Dataset entries -
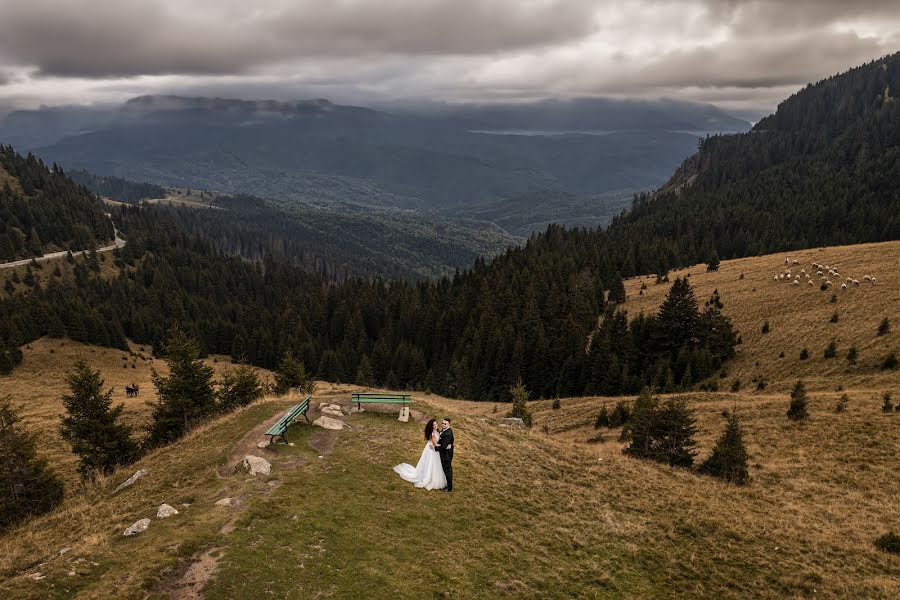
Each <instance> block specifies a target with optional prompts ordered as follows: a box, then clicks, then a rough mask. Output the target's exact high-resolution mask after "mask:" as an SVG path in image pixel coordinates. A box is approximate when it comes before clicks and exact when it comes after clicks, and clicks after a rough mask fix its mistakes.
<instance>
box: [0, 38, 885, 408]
mask: <svg viewBox="0 0 900 600" xmlns="http://www.w3.org/2000/svg"><path fill="white" fill-rule="evenodd" d="M897 84H900V55H894V56H892V57H888V58H886V59H884V60H882V61H875V62H873V63H870V64H868V65H865V66H863V67H860V68H858V69H855V70H853V71H850V72H849V73H847V74H844V75H841V76H838V77H835V78H832V79H829V80H826V81H823V82H820V83H818V84H816V85H814V86H810V87H808V88H807V89H805V90H803V91H802V92H800V93H798V94H797V95H795V96H793V97H792V98H790V99H789V100H787V101H786V102H785V103H783V104H782V105H781V107H780V108H779V111H778V113H777V114H776V115H774V116H773V117H770V118H768V119H764V120H763V121H761V122H760V123H759V124H757V126H756V127H755V128H754V130H753V131H752V132H750V133H748V134H741V135H734V136H719V137H712V138H708V139H705V140H703V141H702V142H701V143H700V148H699V152H698V154H696V155H695V156H693V157H692V158H690V159H688V161H686V163H685V165H684V166H683V167H682V169H681V170H680V171H679V172H678V173H676V174H675V176H674V177H673V179H672V181H671V182H670V183H669V184H668V185H667V186H666V187H664V188H663V189H662V190H661V191H660V192H658V193H657V194H655V195H653V196H649V195H648V196H644V197H640V198H636V199H635V202H634V205H633V207H632V209H631V210H630V211H629V212H627V213H626V214H624V215H622V216H621V217H619V218H617V219H616V220H614V221H613V223H612V224H611V225H610V227H609V228H608V229H606V230H601V229H596V230H584V229H566V228H563V227H558V226H550V227H549V228H548V229H547V230H546V231H545V232H544V233H542V234H540V235H534V236H532V237H531V239H530V240H529V241H528V243H527V244H526V245H525V246H523V247H515V248H510V249H509V250H507V251H506V252H505V253H503V254H502V255H500V256H498V257H497V258H495V259H494V260H492V261H491V262H489V263H488V262H486V261H485V260H483V259H478V260H476V261H475V263H474V264H473V266H472V267H471V268H469V269H467V270H465V271H463V272H459V273H457V274H456V275H455V276H453V277H448V278H442V279H439V280H435V281H421V282H417V283H408V282H397V281H393V282H386V281H382V280H379V279H363V278H358V279H351V280H347V281H344V282H340V283H338V282H334V281H331V280H329V279H327V278H325V277H323V276H322V275H321V274H316V273H310V272H308V271H304V270H303V269H302V268H300V267H299V266H293V265H291V264H288V263H287V262H284V261H278V260H273V259H272V258H270V257H258V256H254V257H240V256H229V255H226V254H224V253H223V252H222V251H220V250H218V249H216V248H215V247H213V246H212V245H210V243H209V242H207V241H204V240H203V239H201V238H200V237H198V236H196V235H193V234H192V233H189V232H188V231H187V230H186V229H185V228H184V226H183V225H182V224H181V223H180V222H179V220H178V219H176V217H175V215H173V214H172V213H171V212H170V211H168V210H167V209H163V208H153V207H144V208H133V207H119V208H116V209H115V210H113V212H112V217H113V220H114V221H115V223H116V224H117V226H118V227H119V229H120V230H121V231H122V232H124V234H125V236H126V237H127V239H128V244H127V246H126V247H125V248H123V249H121V250H117V251H116V252H115V261H116V264H117V266H118V267H119V272H118V275H116V276H114V277H111V278H110V277H108V276H107V277H103V276H101V273H100V272H99V270H92V269H90V268H86V267H84V266H83V265H82V264H80V263H79V264H78V265H76V268H75V270H76V272H75V277H74V278H73V279H72V281H71V282H67V283H63V282H62V281H55V280H52V281H51V282H50V283H49V284H48V285H45V286H40V285H35V286H33V287H32V288H31V291H29V292H27V293H22V292H20V291H16V292H13V293H10V292H6V293H5V294H2V295H0V298H2V300H0V314H3V315H4V318H3V319H2V320H0V371H8V370H9V369H10V368H12V366H13V365H14V364H15V363H16V362H17V360H18V346H19V345H21V344H23V343H26V342H28V341H30V340H33V339H35V338H37V337H39V336H42V335H50V336H69V337H71V338H73V339H75V340H79V341H86V342H91V343H97V344H103V345H111V346H116V347H124V345H125V340H126V338H130V339H133V340H135V341H136V342H139V343H144V344H152V345H153V346H154V348H155V349H157V350H160V349H161V348H162V342H163V338H164V337H165V334H166V332H167V331H168V330H169V328H170V326H171V325H172V324H173V323H177V324H179V325H180V326H181V327H182V328H184V329H185V330H187V331H188V332H189V333H191V334H193V335H194V336H195V337H197V338H198V339H199V340H200V341H201V343H202V346H203V349H204V350H205V351H206V352H216V353H225V354H230V355H231V356H233V357H235V359H243V360H246V361H248V362H250V363H252V364H256V365H260V366H265V367H273V366H275V364H276V363H277V361H278V360H279V359H280V358H281V357H282V356H283V355H284V354H286V353H288V352H291V353H293V354H294V355H295V356H297V357H299V358H300V359H302V361H303V362H304V363H305V365H306V366H307V369H308V370H309V371H310V372H312V373H315V375H316V376H317V377H319V378H322V379H326V380H332V381H344V382H361V383H371V384H377V385H379V386H385V387H389V388H400V387H402V388H414V389H430V390H433V391H435V392H439V393H443V394H447V395H451V396H455V397H460V398H471V399H490V400H497V399H499V400H506V399H508V398H507V396H508V394H509V392H508V390H509V388H510V385H511V384H512V383H513V382H515V381H517V379H518V378H519V377H521V379H522V382H523V383H524V385H525V388H526V389H527V390H528V392H529V393H530V395H531V396H532V397H548V396H556V395H559V396H568V395H578V394H587V393H603V394H616V393H632V392H635V391H638V390H639V389H640V388H641V387H643V386H644V385H652V386H655V387H657V388H658V389H660V390H662V391H671V390H677V389H685V388H689V387H691V386H693V385H696V384H697V383H698V382H701V381H702V380H704V379H705V378H707V377H709V376H710V375H711V374H712V373H714V372H715V371H716V370H717V369H718V368H719V367H720V366H721V364H722V363H723V362H724V361H726V360H727V359H728V358H729V357H730V356H732V355H733V352H734V345H735V343H736V336H735V333H734V331H733V330H732V328H731V326H730V324H729V322H728V320H727V319H726V318H725V317H724V316H723V315H722V313H721V308H722V306H723V302H724V303H727V302H728V298H719V297H718V295H717V294H716V295H714V296H713V297H712V298H709V299H707V298H696V297H695V296H694V293H693V290H692V289H691V287H690V285H689V283H688V282H687V281H685V280H676V281H675V282H674V283H673V284H672V286H671V289H670V291H669V295H668V297H667V299H666V301H665V303H664V304H663V306H662V307H661V309H660V311H659V313H658V314H657V315H637V316H633V315H631V316H626V315H624V314H622V313H621V312H618V311H617V310H616V305H617V302H621V300H622V297H621V294H622V293H623V290H622V288H621V285H620V284H621V277H623V276H624V277H628V276H631V275H635V274H642V273H654V272H656V273H663V272H666V271H667V270H668V269H670V268H674V267H677V266H683V265H687V264H694V263H700V262H707V261H708V260H709V259H710V258H711V257H712V256H714V255H718V256H719V257H721V258H733V257H738V256H747V255H753V254H761V253H769V252H774V251H779V250H785V249H792V248H802V247H809V246H814V245H824V244H839V243H859V242H867V241H882V240H889V239H897V238H900V192H898V190H900V181H898V177H900V169H897V168H896V165H897V161H898V160H900V108H898V104H897V103H896V102H895V101H894V99H893V97H892V96H891V92H890V90H892V89H895V88H897V87H898V85H897ZM876 92H877V93H876ZM4 156H13V155H11V153H10V151H7V153H6V154H5V155H4ZM5 160H6V161H7V162H10V163H14V164H19V163H24V164H34V165H40V163H39V162H37V161H34V160H33V159H30V158H29V159H20V158H15V157H13V158H6V159H5ZM6 170H7V171H8V172H10V173H11V174H13V175H14V176H16V177H17V178H20V177H22V175H20V174H18V173H20V172H21V170H20V171H15V169H6ZM31 171H35V172H40V173H41V174H42V177H44V179H43V180H42V181H44V183H42V184H41V186H40V187H39V188H38V186H36V185H35V183H34V181H35V178H36V177H37V176H36V175H33V174H31ZM7 187H9V186H7ZM22 187H23V189H25V191H26V195H28V196H31V194H28V193H27V191H28V189H32V188H37V189H42V190H49V189H59V190H67V191H69V193H71V194H75V195H76V196H77V198H74V199H73V198H70V197H67V196H64V195H60V196H53V197H55V198H57V200H58V204H59V205H60V207H62V206H65V207H66V208H67V209H68V208H69V206H70V205H72V206H81V205H84V206H90V207H93V210H98V212H99V209H97V205H96V203H95V200H94V198H93V197H92V196H91V195H90V194H89V193H88V192H87V191H86V190H83V189H82V188H80V187H79V186H77V185H74V184H72V183H71V182H70V181H69V180H68V179H67V178H66V177H65V176H64V174H63V173H62V172H61V171H59V170H58V169H53V170H47V169H46V168H43V170H41V169H40V168H37V167H33V168H31V169H30V170H29V171H28V173H27V174H26V175H25V180H24V181H22ZM90 214H93V213H90ZM100 215H101V216H102V213H100ZM94 216H96V215H94ZM88 222H93V221H91V220H90V219H89V220H88ZM102 222H103V219H101V220H100V221H99V223H102ZM106 222H107V223H108V220H107V221H106ZM35 229H36V230H37V231H38V232H39V233H40V231H41V230H40V229H39V228H38V226H37V224H36V225H35ZM222 231H228V229H227V228H223V229H222ZM110 234H111V232H110ZM42 239H43V238H42ZM221 247H223V245H222V244H220V245H219V248H221ZM16 250H17V252H19V253H21V252H22V251H23V250H22V249H21V247H17V249H16ZM250 258H252V259H254V260H248V259H250Z"/></svg>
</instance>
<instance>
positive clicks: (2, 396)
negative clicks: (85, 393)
mask: <svg viewBox="0 0 900 600" xmlns="http://www.w3.org/2000/svg"><path fill="white" fill-rule="evenodd" d="M22 354H23V357H24V358H23V361H22V364H21V365H20V366H18V367H16V369H14V370H13V372H12V374H10V375H9V376H8V377H4V378H3V379H0V384H2V391H0V397H3V396H9V397H10V398H11V399H12V402H13V404H14V405H18V406H21V407H22V408H23V411H22V416H23V417H24V418H25V425H26V427H27V428H28V429H29V430H31V431H34V432H39V434H40V437H41V439H42V443H41V445H40V447H41V452H42V454H44V455H45V456H47V457H48V458H49V459H50V460H51V461H52V462H53V464H54V468H56V469H57V470H58V471H59V472H60V474H61V475H63V477H64V478H65V480H66V483H67V484H75V483H77V481H78V475H77V471H76V462H77V461H76V458H75V456H74V455H73V454H72V453H71V452H70V449H69V446H68V444H66V442H64V441H63V439H62V437H61V436H60V433H59V423H60V419H61V418H62V415H63V413H64V409H63V405H62V396H63V394H65V393H67V392H68V386H67V384H66V381H65V375H66V373H67V372H68V371H70V370H71V368H72V365H74V364H75V362H76V361H78V360H79V359H83V360H85V361H86V362H87V363H88V364H89V365H90V366H91V367H92V368H94V369H98V370H99V371H100V374H101V376H102V377H103V379H104V382H105V383H104V389H109V388H112V389H113V403H114V404H120V403H121V404H124V405H125V410H124V412H123V419H124V422H126V423H128V424H129V425H132V426H133V427H134V428H135V429H137V430H140V429H142V428H144V427H145V426H146V425H147V422H148V419H149V416H150V409H149V407H148V406H147V402H149V401H155V400H156V390H155V388H154V387H153V381H152V379H151V374H152V369H156V370H157V371H158V372H159V373H161V374H166V373H168V368H167V367H166V364H165V362H163V361H162V360H158V359H154V358H153V355H152V353H151V349H150V347H143V346H139V345H136V344H132V345H131V348H130V350H129V351H128V352H124V351H122V350H115V349H112V348H100V347H96V346H88V345H86V344H80V343H78V342H73V341H71V340H57V339H51V338H41V339H40V340H37V341H35V342H32V343H31V344H29V345H27V346H25V347H23V348H22ZM206 362H207V363H209V364H210V365H212V366H213V367H215V369H216V377H217V378H221V376H222V375H223V374H224V373H226V372H227V371H229V370H231V369H234V368H235V365H233V364H232V362H231V359H230V358H229V357H226V356H210V357H209V358H207V359H206ZM257 372H258V373H260V375H261V378H262V380H263V381H264V382H269V381H270V379H271V376H270V374H269V373H268V372H267V371H265V370H263V369H257ZM132 383H137V384H138V385H139V386H140V388H141V391H140V394H139V395H138V396H137V397H135V398H127V397H126V396H125V386H126V385H130V384H132ZM140 433H141V432H140V431H138V434H140Z"/></svg>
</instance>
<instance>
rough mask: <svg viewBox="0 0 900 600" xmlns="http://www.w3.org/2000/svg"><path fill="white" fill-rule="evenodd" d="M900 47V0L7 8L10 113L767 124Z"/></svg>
mask: <svg viewBox="0 0 900 600" xmlns="http://www.w3.org/2000/svg"><path fill="white" fill-rule="evenodd" d="M898 32H900V5H898V0H860V1H856V2H849V1H846V0H840V1H839V0H792V1H790V0H789V1H775V0H625V1H621V0H253V1H252V2H247V1H246V0H190V1H184V0H0V79H3V78H5V79H7V82H6V85H3V83H2V81H0V103H5V104H7V105H18V106H34V105H37V104H41V103H48V104H59V103H90V102H119V101H121V100H123V99H125V98H127V97H129V96H134V95H140V94H152V93H182V94H184V93H198V94H217V95H230V96H240V97H250V98H266V97H272V98H280V99H290V98H304V97H316V96H323V97H330V98H332V99H335V100H338V101H342V102H361V103H365V102H378V101H386V102H388V101H393V100H397V99H402V100H409V99H421V100H426V101H427V100H438V101H490V100H516V99H533V98H540V97H547V96H598V95H599V96H602V95H614V96H632V97H660V96H670V97H676V98H683V99H689V100H700V101H706V100H708V101H713V102H716V103H718V104H719V105H721V106H723V107H726V108H728V107H733V108H735V109H739V110H742V111H751V112H753V111H757V112H759V111H767V110H771V109H772V108H774V107H775V105H776V104H777V102H778V101H779V100H781V99H783V98H784V97H785V95H786V93H790V92H791V91H793V90H796V89H798V88H800V87H802V86H803V85H805V84H806V83H808V82H811V81H816V80H818V79H821V78H823V77H827V76H829V75H832V74H834V73H838V72H841V71H844V70H846V69H848V68H851V67H853V66H855V65H858V64H860V63H863V62H866V61H869V60H873V59H876V58H878V57H880V56H883V55H885V54H889V53H892V52H896V51H897V50H898V49H900V33H898ZM4 73H6V74H7V75H4Z"/></svg>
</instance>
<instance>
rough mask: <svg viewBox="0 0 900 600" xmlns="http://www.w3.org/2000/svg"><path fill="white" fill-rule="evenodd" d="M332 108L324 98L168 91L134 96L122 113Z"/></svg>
mask: <svg viewBox="0 0 900 600" xmlns="http://www.w3.org/2000/svg"><path fill="white" fill-rule="evenodd" d="M336 108H337V105H335V104H334V103H333V102H331V101H330V100H327V99H325V98H316V99H312V100H299V101H295V102H284V101H280V100H240V99H237V98H218V97H216V98H210V97H206V96H177V95H171V94H169V95H146V96H137V97H136V98H132V99H130V100H128V101H127V102H125V104H124V105H123V107H122V110H123V112H126V113H146V112H163V111H183V110H207V111H215V112H246V113H262V114H276V115H279V114H280V115H283V116H289V115H295V114H309V113H315V112H331V111H333V110H335V109H336Z"/></svg>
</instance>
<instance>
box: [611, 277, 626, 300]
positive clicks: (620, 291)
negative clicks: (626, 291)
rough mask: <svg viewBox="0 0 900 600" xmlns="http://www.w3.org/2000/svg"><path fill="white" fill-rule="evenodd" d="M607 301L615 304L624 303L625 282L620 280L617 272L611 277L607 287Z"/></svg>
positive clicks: (624, 297) (624, 295)
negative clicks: (608, 284)
mask: <svg viewBox="0 0 900 600" xmlns="http://www.w3.org/2000/svg"><path fill="white" fill-rule="evenodd" d="M608 300H609V301H610V302H613V303H615V304H624V303H625V282H624V281H623V280H622V275H621V274H620V273H619V272H618V271H617V272H616V274H615V275H614V276H613V279H612V283H611V284H610V286H609V297H608Z"/></svg>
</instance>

WHAT IS BEING ASKED -
Return everything from the start of the rows above down to the line that contains "box: [0, 38, 885, 408]", with both ends included. Leave the pictures out of your answer.

EXERCISE SOLUTION -
Each <instance> block specifies a target with optional prompts ordered as follows: a box, then clicks, then a rough mask. Output the target's exact high-resolution mask after "mask:" as an SVG path in image pixel coordinates. A box is approximate when it comes before clicks and exact when it comes after clicks, and clicks after a rough mask fix its mistakes.
<instance>
box: [0, 38, 885, 408]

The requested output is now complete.